■ What is needed:
Render every line of the material below as a numbered list, skipping blank lines and leaving out the pictures.

** Opening Available records block **

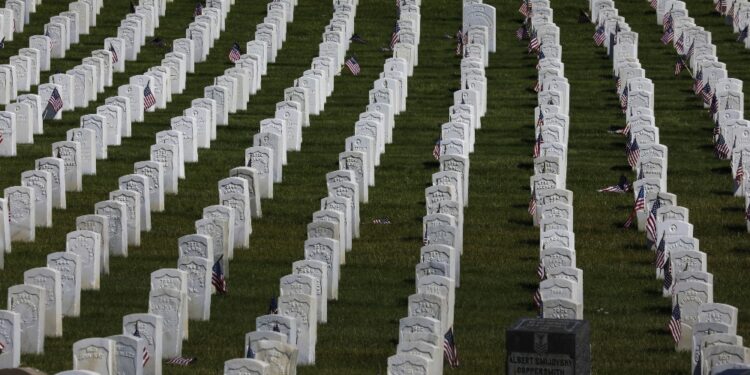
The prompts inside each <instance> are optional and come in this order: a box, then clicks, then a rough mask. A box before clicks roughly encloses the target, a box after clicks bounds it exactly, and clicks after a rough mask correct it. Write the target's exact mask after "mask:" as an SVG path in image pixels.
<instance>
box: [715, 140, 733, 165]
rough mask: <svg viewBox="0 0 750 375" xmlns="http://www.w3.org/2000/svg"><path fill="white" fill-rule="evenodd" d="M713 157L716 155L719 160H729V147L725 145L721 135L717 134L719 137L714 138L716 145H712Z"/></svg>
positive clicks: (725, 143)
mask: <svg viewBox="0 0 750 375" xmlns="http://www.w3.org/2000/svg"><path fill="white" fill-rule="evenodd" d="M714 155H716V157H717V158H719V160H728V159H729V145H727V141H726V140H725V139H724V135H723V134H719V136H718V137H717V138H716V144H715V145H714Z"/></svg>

** Closing Available records block **

■ Result:
1. The prompts inside each <instance> are optional and come in this order: a box, then clicks, then a rough mask. A box before clicks roughly encloses the target, a box after clicks bounds it exactly, and clicks after a rough mask correct it. Write the target's exact mask after "mask:" as an SVG path in image pixels.
2. <instance>
3. box: [715, 140, 733, 165]
4. rough mask: <svg viewBox="0 0 750 375" xmlns="http://www.w3.org/2000/svg"><path fill="white" fill-rule="evenodd" d="M713 157L716 155L719 160H729V147L725 145L721 135L717 134L719 137L714 138L716 145H712Z"/></svg>
5. positive clicks: (725, 143)
6. mask: <svg viewBox="0 0 750 375" xmlns="http://www.w3.org/2000/svg"><path fill="white" fill-rule="evenodd" d="M714 155H716V157H717V158H719V160H728V159H729V145H727V141H726V140H725V139H724V135H723V134H719V136H718V137H717V138H716V144H715V145H714Z"/></svg>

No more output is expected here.